MOTORRAD wollte es wissen: Was erlebt man beim Kauf einer Gebrauchten? War der bezahlte Preis zu hoch? Und wie ermittelt man überhaupt den Wert einer Gebrauchten?
MOTORRAD wollte es wissen: Was erlebt man beim Kauf einer Gebrauchten? War der bezahlte Preis zu hoch? Und wie ermittelt man überhaupt den Wert einer Gebrauchten?
Das gabs noch nie. Bisher kaufte MOTORRAD für den redaktionseigenen Dauertest-Fuhrpark ausschließlich aktuelle Neumaschinen. Doch angesichts der immer größer werdenden Bedeutung des Gebrauchtmarkts in Deutschland entschloß sich MOTORRAD nun, diesem Fuhrpark einmal ein gebrauchtes Motorrad einzuverleiben.
Aber welches? Es sollte noch in großen Stückzahlen am Markt vertreten sein, damit die geplanten Folgegeschichten wie beispielsweise »aktuelle Reifenempfehlungen« oder »Verbesserung alter Fahrwerke« für möglichst viele Leser interessant sind. Möglichst zuverlässig sollte es sein, außerdem nicht sehr teuer und nicht sehr verkleidet, damit es ohne aufwendige Demontagearbeiten für die ein oder andere Schraubergeschichte herhalten kann. Und schließlich, ein auf dem Privatmarkt wohl eher exotischer Wunsch, sollte das Wunschmotorrad schon möglichst viele Kilometer auf dem Buckel haben - der Einstiegs-Kilometerstand sollte deutlich jenseits der 50 000 liegen.
Die Entscheidung fiel recht schnell. Ein Interessent für eine BMW K 1100 RS schaute auf seiner Suche bei einem Gebrauchtmotorrad-Händler vorbei und wollte gleichzeitig seine alte Yamaha XJ 900 F in Zahlung geben. Der Händler wußte von dem MOTORRAD-Vorhaben und vermittelte den Kontakt.

• [Einträge im Datensatz]
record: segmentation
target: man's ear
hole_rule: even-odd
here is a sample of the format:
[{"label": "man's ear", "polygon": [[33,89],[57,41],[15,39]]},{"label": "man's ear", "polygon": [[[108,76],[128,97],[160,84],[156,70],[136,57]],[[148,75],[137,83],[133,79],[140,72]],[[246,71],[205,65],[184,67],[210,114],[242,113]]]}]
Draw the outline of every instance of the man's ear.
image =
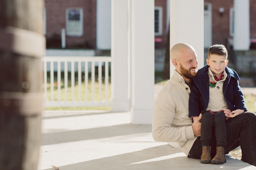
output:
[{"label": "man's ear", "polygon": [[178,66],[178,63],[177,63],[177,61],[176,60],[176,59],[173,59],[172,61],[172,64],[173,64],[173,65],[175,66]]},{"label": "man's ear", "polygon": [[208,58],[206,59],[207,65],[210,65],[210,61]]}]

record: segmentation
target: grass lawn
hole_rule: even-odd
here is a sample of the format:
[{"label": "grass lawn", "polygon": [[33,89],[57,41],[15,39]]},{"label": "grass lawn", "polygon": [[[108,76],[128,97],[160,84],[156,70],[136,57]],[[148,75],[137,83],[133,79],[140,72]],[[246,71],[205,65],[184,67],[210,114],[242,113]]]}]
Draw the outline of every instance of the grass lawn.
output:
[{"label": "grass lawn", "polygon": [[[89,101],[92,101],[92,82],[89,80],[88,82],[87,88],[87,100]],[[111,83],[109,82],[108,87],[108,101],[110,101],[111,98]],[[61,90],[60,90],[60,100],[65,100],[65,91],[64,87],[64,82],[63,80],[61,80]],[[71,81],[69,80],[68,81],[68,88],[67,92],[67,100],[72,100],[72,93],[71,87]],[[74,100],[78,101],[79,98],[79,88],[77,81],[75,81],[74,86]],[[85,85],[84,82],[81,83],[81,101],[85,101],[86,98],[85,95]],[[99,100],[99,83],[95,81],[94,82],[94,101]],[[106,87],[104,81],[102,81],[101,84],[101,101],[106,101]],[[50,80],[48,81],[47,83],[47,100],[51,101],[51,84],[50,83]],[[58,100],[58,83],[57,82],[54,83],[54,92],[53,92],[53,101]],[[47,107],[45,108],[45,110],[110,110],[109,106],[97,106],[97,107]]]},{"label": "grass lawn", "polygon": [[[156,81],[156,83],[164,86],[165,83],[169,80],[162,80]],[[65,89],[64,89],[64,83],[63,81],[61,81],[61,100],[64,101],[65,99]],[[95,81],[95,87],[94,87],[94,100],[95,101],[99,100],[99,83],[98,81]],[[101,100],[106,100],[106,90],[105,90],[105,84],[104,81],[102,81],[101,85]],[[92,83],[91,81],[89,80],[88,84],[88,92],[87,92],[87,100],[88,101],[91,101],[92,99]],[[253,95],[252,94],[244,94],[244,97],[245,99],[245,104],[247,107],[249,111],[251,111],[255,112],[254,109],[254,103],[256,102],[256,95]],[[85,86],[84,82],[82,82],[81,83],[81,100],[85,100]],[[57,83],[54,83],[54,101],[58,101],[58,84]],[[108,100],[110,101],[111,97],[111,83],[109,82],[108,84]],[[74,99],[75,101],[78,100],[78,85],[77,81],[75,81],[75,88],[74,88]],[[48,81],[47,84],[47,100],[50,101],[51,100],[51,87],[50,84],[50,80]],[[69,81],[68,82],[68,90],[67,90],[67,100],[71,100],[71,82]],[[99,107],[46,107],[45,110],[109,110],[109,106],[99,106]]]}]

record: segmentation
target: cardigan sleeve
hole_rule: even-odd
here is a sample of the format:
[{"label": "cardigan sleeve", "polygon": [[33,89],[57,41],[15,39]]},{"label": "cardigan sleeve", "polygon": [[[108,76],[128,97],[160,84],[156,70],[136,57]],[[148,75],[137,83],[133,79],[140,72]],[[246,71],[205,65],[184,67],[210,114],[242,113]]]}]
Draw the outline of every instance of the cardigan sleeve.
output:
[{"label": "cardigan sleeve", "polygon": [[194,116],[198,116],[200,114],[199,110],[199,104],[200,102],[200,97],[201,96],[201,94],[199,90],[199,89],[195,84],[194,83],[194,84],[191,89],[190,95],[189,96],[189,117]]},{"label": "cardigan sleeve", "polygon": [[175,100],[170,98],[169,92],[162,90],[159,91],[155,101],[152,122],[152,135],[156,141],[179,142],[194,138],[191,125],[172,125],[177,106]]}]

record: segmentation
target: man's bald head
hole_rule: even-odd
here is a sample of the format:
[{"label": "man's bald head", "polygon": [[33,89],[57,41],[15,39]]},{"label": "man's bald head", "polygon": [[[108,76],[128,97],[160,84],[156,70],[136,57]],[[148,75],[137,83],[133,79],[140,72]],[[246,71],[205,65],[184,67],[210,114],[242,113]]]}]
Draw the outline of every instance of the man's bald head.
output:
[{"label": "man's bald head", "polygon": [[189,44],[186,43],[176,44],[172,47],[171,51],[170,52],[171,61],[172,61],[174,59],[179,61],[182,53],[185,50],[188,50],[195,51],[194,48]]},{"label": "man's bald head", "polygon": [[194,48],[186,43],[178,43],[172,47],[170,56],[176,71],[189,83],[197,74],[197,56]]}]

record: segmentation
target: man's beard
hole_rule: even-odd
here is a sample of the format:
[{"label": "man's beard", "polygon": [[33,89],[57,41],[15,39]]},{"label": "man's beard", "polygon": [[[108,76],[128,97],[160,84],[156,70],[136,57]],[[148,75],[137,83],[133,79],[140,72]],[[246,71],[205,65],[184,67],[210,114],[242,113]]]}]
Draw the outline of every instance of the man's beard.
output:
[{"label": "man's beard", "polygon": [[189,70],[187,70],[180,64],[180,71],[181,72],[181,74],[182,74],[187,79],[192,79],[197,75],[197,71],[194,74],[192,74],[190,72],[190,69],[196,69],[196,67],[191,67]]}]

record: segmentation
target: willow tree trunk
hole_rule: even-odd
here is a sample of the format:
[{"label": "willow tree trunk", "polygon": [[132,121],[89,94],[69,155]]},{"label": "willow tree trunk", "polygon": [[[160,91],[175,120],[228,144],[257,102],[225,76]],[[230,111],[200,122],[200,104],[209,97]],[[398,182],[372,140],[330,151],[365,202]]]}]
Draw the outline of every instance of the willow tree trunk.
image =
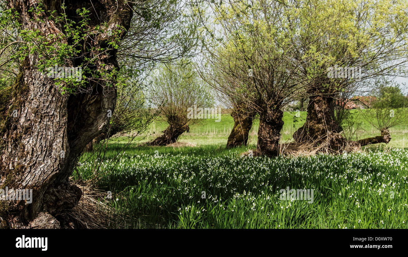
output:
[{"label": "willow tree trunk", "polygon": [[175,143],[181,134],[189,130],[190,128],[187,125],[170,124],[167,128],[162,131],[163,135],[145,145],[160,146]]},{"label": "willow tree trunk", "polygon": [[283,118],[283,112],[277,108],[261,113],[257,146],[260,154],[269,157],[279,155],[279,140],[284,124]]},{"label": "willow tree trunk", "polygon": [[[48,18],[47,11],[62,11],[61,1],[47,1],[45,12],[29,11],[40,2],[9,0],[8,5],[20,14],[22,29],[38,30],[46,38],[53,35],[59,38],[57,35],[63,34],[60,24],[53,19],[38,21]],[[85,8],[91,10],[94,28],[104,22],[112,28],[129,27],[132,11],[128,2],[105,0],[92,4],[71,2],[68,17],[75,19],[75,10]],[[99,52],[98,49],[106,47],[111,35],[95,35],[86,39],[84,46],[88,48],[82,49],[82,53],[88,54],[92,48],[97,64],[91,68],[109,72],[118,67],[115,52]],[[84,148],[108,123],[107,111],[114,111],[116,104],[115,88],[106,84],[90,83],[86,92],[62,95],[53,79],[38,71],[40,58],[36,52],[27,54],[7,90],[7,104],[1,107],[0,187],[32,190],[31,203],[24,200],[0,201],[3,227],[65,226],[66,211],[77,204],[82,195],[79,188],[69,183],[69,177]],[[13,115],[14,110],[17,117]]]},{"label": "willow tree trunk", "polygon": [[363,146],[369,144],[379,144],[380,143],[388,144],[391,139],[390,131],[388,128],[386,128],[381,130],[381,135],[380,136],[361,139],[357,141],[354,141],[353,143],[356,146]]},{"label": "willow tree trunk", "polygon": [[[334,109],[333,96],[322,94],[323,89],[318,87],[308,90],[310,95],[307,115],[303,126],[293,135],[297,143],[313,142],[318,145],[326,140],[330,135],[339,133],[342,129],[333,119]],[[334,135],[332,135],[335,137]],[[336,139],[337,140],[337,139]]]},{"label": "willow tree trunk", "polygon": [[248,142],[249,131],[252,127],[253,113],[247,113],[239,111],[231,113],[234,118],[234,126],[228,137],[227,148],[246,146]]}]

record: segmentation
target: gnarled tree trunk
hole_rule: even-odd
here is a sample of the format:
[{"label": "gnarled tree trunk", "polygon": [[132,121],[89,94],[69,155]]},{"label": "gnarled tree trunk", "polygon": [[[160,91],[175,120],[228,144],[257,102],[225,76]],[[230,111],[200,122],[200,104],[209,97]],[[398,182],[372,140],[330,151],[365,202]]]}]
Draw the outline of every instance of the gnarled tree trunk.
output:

• [Schriftliche Aufgabe 1]
Entscheide bei den Aussagen (a), (b) und (c), ob sie mit dem Text über das gebrauchte Dauertest-Motorrad übereinstimmen, und belege jede Antwort mit den ausschlaggebenden Worten des Textes als wörtlichem Zitat.
(a) MOTORRAD hat für den Dauertest-Fuhrpark bisher nur neue Maschinen gekauft.
(b) Das gesuchte Motorrad sollte weniger als 50 000 Kilometer gelaufen sein.
(c) Der Interessent wollte beim Händler eine Yamaha XJ 900 F kaufen.
• [Schriftliche Aufgabe 2] Setze den Text über das gebrauchte Dauertest-Motorrad nach seinem letzten Satz fort.

• [Ergebnis der Aufgabe 1]
(a) Ja: „Bisher kaufte MOTORRAD für den redaktionseigenen Dauertest-Fuhrpark ausschließlich aktuelle Neumaschinen.“
(b) Nein: „der Einstiegs-Kilometerstand sollte deutlich jenseits der 50 000 liegen“
(c) Nein: „Ein Interessent für eine BMW K 1100 RS“ wollte „seine alte Yamaha XJ 900 F in Zahlung geben“

• [Ergebnis der Aufgabe 2]
Die ersten Angaben am Telefon hörten sich vielversprechend an: Erstzulassung 1986, erste Hand, sämtliche Inspektionen beim Händler durchgeführt, guter Zustand mit leichten Gebrauchsspuren, Kilometerstand rund 60 000, Krauser-Träger samt Koffer sind im Kaufpreis enthalten, ein Schwarz-Lenkkopflager ist montiert. Schön. Und der Preis? 4500 Mark. Schluck. Naja, angucken kann man sie ja mal, und erfahrungsgemäß läßt sich am Preis ja noch was machen.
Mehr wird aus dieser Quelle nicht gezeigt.